Testo proposto -
━━━━━━━━━━━━━━━━━━━━

Credo che un teatro di qualità possa meritare attenzione per ogni proposta, per cui questa è una recensione relativa al secondo cast de La traviata, andata in scena presso il Teatro Petruzzelli di Bari dal 23 marzo al 3 aprile 2014, in co-produzione con il Teatro San Carlo di Napoli.

 

Si tratta di un allestimento i cui protagonisti principali sono ampiamente conosciuti al grande pubblico: Ferzan Özpetek alla regia, Daniele Rustioni alla direzione d’orchestra, Dante Ferretti alle scene e Alessandro Lai ai costumi.

 

Certo oggi non è facile dire qualcosa di nuovo in un titolo come La traviata. Il regista italo-turco rimane in un solco che non si discosta radicalmente dalla tradizione, ma ci mette del suo attraverso uno slittamento in avanti dell’azione di circa sessanta anni quando, negli anni ’10 del Novecento, una certa iconografia orientaleggiante divenne di moda in Europa e, in particolare, proprio nella Parigi in cui la vicenda di Violetta si svolge. Ecco allora che il salotto del primo atto si caratterizza per la presenza di grandi cuscini sul pavimento, di chaises longues e di elementi d’arredo in stile ottomano, nonché di servitori i cui abiti e copricapo fanno chiaro riferimento alla Turchia mentre, nel secondo atto, il giardino in cui i due protagonisti amoreggiano presenta elementi architettonici sormontati dalla mezzaluna. Ma anche Venezia è molto presente nell’iconografia di questo spettacolo, ad esempio con la festa quasi carnascialesca del secondo atto, pur in presenza di matador, tori fittizi e costumi spagnoleggianti i quali, ad ogni modo, sono coerenti con la storia e la toponomastica della più bella città del mondo (ove, peraltro, si tenne la prima della Traviata, il 6 marzo di centosessantuno anni fa, al Teatro La Fenice).

━━━━━━━━━━━━━━━━━━━━

Sezione dati -
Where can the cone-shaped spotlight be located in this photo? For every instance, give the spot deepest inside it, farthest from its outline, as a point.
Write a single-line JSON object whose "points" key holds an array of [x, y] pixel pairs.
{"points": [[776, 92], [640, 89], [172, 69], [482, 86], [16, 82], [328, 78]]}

━━━━━━━━━━━━━━━━━━━━

Esercizi -
A. Trascrivi dalla recensione il tratto che va da "Credo che un" fino a "Lai ai costumi.".
B. Rispondi a queste domande sulla recensione:
(i) In quale teatro è andata in scena La traviata recensita?
(ii) Chi ha curato i costumi dell'allestimento?
(iii) Di quanti anni circa il regista sposta in avanti l'azione?
Le righe del set di dati non servono per svolgere gli esercizi.

Soluzioni -
A.
Credo che un teatro di qualità possa meritare attenzione per ogni proposta, per cui questa è una recensione relativa al secondo cast de La traviata, andata in scena presso il Teatro Petruzzelli di Bari dal 23 marzo al 3 aprile 2014, in co-produzione con il Teatro San Carlo di Napoli.

 

Si tratta di un allestimento i cui protagonisti principali sono ampiamente conosciuti al grande pubblico: Ferzan Özpetek alla regia, Daniele Rustioni alla direzione d’orchestra, Dante Ferretti alle scene e Alessandro Lai ai costumi.

B.
(i) Al Teatro Petruzzelli di Bari.
(ii) Alessandro Lai.
(iii) Di circa sessanta anni.